--- start Source records ---
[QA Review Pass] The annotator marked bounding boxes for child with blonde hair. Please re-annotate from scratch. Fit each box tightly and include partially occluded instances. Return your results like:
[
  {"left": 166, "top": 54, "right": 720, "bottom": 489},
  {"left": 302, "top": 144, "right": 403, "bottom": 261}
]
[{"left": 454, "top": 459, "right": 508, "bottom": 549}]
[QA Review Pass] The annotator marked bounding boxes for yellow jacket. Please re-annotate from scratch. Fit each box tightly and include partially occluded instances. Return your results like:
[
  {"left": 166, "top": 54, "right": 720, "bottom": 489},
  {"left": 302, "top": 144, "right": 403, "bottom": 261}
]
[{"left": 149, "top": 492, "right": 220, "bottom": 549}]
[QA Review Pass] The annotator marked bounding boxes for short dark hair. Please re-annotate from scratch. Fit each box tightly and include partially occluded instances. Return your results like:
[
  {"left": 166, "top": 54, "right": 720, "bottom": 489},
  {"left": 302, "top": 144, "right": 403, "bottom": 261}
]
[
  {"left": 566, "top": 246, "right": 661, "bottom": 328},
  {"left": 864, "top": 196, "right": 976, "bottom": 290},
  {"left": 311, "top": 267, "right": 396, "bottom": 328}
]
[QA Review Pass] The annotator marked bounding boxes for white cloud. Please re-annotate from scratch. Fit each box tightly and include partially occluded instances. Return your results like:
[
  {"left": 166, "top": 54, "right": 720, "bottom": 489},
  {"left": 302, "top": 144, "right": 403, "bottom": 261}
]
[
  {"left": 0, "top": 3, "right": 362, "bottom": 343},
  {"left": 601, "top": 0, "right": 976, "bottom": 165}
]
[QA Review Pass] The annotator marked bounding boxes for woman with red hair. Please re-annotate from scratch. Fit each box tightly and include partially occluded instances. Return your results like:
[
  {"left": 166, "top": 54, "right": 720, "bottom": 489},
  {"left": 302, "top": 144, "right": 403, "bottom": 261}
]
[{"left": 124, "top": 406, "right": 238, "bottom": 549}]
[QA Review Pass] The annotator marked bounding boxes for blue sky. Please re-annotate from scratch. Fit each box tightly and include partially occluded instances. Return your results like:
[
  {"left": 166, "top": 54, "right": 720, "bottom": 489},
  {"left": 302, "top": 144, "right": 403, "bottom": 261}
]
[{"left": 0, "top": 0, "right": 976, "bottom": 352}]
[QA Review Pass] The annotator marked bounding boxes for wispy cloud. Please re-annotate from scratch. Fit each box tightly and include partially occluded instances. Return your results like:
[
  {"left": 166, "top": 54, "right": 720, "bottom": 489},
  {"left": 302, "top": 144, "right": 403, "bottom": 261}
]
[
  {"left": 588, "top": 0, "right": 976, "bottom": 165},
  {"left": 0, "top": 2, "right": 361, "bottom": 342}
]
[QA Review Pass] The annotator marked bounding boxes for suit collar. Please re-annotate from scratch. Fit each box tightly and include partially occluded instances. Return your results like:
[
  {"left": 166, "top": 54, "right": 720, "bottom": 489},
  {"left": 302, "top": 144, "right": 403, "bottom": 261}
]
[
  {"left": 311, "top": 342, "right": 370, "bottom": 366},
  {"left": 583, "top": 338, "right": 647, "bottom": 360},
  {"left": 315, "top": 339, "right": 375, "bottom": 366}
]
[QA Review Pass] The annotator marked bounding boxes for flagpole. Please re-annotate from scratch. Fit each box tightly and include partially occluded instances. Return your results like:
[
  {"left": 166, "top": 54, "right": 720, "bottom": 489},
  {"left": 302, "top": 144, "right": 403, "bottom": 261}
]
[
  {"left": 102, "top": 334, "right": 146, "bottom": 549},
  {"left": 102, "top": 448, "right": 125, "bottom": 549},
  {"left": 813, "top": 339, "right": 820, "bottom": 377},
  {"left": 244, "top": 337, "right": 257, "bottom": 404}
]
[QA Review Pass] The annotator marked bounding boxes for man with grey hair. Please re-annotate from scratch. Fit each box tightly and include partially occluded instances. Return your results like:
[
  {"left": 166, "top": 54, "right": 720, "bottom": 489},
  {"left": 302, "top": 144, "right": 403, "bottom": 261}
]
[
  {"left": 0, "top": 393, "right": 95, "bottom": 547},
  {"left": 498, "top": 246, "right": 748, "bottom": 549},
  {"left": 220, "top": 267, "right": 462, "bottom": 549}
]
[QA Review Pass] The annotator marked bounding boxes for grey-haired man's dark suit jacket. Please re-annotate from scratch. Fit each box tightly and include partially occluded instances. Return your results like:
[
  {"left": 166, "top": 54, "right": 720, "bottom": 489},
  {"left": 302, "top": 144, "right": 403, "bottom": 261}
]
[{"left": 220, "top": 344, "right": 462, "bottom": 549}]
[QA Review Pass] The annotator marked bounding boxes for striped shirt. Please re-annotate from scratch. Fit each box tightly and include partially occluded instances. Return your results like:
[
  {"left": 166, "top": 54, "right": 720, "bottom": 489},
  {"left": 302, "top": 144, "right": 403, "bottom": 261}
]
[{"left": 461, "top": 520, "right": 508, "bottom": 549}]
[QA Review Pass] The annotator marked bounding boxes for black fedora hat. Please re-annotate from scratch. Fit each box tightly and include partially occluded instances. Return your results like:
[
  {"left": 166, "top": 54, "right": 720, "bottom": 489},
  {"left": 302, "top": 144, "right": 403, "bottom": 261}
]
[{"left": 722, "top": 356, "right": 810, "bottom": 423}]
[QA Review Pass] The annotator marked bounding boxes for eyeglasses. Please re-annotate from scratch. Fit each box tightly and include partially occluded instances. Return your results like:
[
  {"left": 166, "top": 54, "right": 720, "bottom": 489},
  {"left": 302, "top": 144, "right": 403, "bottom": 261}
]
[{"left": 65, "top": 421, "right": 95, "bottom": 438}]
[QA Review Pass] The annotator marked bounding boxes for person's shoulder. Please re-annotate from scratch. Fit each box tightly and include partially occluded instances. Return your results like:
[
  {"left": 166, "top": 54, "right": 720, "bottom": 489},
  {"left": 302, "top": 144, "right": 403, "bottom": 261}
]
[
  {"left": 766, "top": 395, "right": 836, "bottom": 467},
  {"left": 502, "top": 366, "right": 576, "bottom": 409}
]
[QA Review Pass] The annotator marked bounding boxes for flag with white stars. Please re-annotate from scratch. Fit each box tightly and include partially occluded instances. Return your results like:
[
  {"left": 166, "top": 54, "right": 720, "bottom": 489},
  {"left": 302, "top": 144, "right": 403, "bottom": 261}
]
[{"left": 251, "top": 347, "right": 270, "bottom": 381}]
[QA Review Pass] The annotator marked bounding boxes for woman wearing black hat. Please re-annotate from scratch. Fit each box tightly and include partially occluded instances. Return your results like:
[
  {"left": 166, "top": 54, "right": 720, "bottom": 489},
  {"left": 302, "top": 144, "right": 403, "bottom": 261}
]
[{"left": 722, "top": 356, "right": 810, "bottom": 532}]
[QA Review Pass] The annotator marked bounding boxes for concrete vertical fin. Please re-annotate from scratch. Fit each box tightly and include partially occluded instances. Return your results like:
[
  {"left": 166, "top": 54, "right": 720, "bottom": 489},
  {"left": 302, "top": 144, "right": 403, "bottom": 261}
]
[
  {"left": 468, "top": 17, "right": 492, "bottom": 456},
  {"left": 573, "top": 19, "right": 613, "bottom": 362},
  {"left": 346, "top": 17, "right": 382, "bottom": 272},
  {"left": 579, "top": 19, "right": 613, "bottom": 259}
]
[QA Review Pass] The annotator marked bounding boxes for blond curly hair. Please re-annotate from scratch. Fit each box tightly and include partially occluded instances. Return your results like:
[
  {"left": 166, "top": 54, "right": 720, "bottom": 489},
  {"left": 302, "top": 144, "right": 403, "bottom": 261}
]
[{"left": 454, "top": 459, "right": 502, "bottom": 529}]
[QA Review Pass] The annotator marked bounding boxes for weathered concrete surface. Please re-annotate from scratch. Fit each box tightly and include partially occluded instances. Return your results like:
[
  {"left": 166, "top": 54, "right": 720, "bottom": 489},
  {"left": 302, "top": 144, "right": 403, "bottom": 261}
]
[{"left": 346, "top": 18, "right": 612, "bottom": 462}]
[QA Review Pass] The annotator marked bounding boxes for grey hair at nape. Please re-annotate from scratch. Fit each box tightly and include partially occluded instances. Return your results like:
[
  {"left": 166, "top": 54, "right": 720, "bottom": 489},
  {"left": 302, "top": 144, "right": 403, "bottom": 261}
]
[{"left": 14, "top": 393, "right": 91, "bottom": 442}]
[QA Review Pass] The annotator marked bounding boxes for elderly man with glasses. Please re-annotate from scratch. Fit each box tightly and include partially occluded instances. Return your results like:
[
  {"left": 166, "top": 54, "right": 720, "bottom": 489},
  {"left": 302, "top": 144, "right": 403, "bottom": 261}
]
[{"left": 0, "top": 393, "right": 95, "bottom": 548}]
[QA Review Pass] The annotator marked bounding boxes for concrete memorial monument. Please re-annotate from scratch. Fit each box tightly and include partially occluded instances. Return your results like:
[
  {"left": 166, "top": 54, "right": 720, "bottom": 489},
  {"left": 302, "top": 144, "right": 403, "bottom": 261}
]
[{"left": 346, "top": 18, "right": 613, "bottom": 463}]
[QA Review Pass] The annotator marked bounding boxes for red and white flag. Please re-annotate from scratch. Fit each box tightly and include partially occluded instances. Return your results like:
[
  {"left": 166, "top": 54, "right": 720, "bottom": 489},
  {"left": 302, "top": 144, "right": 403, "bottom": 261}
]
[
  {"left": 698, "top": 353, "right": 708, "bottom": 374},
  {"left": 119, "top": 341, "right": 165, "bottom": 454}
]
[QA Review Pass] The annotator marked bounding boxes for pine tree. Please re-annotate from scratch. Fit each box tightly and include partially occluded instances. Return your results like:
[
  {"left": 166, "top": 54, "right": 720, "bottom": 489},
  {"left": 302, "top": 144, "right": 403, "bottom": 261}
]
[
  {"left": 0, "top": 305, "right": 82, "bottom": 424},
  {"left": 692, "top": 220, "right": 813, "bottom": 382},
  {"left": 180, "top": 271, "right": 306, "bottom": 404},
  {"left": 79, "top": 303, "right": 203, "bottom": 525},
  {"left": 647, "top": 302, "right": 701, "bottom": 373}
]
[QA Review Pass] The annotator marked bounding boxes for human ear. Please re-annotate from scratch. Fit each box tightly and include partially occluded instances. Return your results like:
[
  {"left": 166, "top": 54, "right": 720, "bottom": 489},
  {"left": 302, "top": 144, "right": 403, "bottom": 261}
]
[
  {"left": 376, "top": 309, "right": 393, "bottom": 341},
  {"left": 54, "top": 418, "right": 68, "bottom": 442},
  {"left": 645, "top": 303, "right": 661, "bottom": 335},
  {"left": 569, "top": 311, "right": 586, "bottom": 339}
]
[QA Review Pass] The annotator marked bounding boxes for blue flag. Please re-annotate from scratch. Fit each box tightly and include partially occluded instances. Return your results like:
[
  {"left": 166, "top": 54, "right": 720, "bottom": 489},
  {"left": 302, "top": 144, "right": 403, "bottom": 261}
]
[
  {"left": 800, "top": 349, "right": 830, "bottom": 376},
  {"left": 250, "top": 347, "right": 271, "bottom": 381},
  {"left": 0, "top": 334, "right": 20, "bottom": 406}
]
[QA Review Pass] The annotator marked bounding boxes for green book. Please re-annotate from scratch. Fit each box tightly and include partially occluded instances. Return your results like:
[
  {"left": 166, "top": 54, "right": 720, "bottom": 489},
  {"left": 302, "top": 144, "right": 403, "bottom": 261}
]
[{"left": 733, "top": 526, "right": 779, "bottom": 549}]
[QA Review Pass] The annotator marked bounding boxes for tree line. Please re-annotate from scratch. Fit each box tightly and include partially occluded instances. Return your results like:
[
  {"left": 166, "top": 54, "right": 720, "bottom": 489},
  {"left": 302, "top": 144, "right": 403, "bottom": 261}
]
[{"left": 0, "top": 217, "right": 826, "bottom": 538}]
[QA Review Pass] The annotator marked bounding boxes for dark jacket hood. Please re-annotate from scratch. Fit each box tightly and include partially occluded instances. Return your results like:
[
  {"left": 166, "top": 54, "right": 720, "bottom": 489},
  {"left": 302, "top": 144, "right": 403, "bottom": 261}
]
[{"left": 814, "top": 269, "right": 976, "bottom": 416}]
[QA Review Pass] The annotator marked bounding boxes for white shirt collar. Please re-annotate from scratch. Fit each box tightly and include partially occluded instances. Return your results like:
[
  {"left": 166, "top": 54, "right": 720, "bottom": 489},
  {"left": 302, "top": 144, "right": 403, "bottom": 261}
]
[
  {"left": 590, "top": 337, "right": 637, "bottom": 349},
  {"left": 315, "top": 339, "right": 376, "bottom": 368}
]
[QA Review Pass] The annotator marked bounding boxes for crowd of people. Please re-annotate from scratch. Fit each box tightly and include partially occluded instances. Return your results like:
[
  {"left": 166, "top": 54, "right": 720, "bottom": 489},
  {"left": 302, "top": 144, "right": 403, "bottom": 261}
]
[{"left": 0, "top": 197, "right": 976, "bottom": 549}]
--- end Source records ---
Copy the material verbatim, starting at the line that contains "[QA Review Pass] The annotator marked bounding boxes for dark" and ending with the last line of the material, both included.

Result for this task:
[QA Review Pass] The annotator marked bounding boxes for dark jacket hood. Please re-annotate from scratch. Fit each box tightly and include partially occluded instances. Return your results like:
[
  {"left": 166, "top": 54, "right": 720, "bottom": 489},
  {"left": 302, "top": 144, "right": 403, "bottom": 261}
]
[{"left": 814, "top": 269, "right": 976, "bottom": 416}]
[QA Review Pass] The annotator marked bounding boxes for white shirt collar. Please re-annotate from scratch. Fit each box tightly and include partially occluded instances. Return your results like:
[
  {"left": 166, "top": 54, "right": 720, "bottom": 489},
  {"left": 302, "top": 144, "right": 403, "bottom": 261}
]
[
  {"left": 590, "top": 337, "right": 637, "bottom": 349},
  {"left": 315, "top": 339, "right": 376, "bottom": 368}
]
[QA Review Pass] The annotator marked bounding boxes for crowd of people. Please re-annotate from scratch. Fit each box tightly and include partially occluded instances. Return your results like:
[
  {"left": 166, "top": 54, "right": 720, "bottom": 489},
  {"left": 302, "top": 144, "right": 403, "bottom": 261}
]
[{"left": 0, "top": 197, "right": 976, "bottom": 549}]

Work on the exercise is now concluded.